(Work to complete):
Copy the lines below word for word, leaving out the picture.
::::
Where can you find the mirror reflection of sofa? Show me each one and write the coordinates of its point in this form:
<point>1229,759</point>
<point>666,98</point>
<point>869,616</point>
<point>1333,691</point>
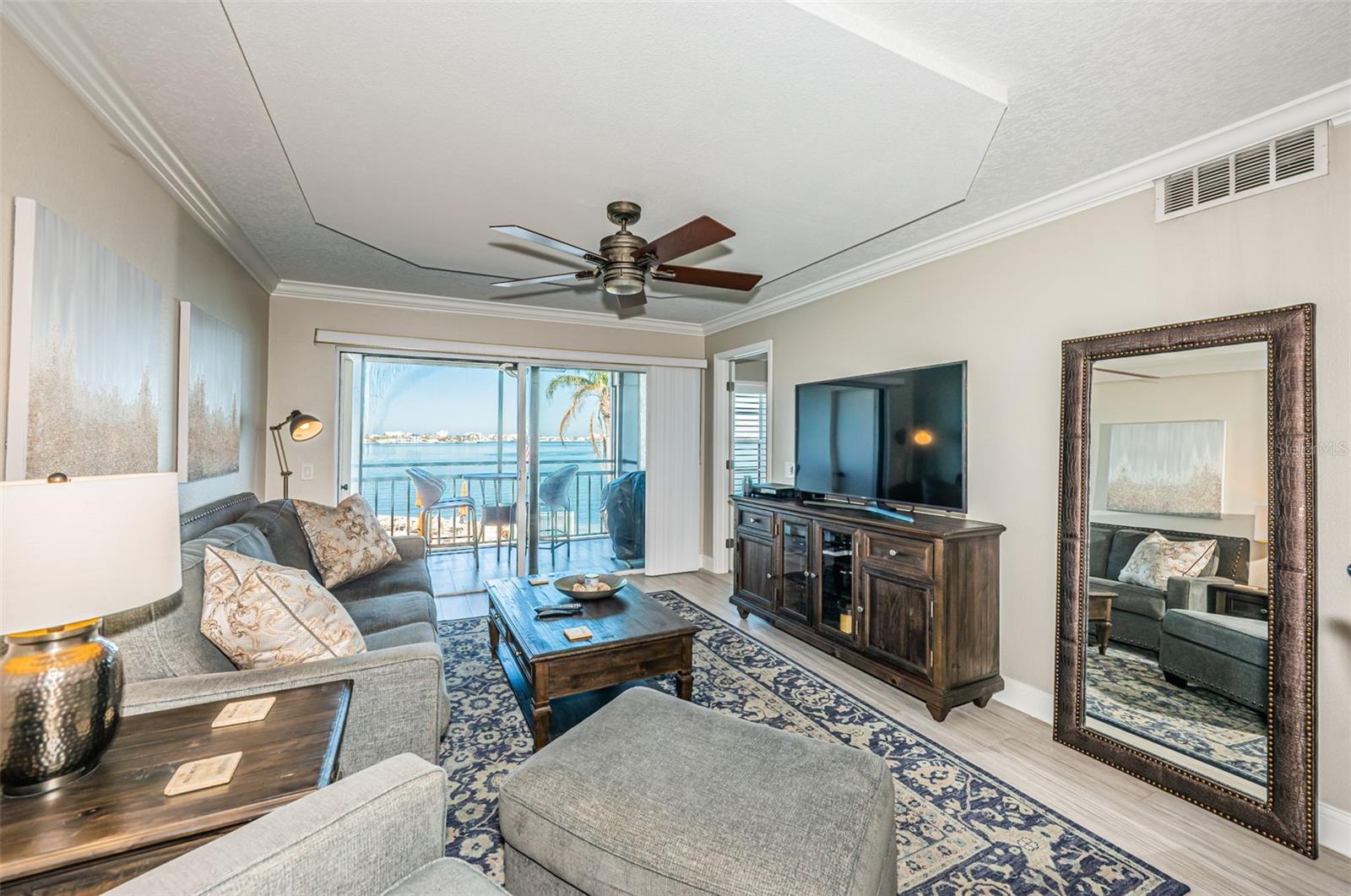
::::
(Completed task):
Where can you find the mirror reflection of sofa? Show me each one and write the coordinates of its point in this form:
<point>1229,759</point>
<point>666,98</point>
<point>869,616</point>
<point>1333,691</point>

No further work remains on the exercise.